Please quote all of the material below word for word, keeping each line unchanged.
-- Start of Extracted information --
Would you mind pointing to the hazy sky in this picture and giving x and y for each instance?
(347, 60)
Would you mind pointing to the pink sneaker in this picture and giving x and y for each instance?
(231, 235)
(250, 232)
-- End of Extracted information --
Task output
Would you mind pointing to the hazy sky in this picture and giving x and y for each instance?
(347, 60)
Would you mind pointing to the pink sneaker in this picture and giving x and y for each instance?
(231, 235)
(250, 232)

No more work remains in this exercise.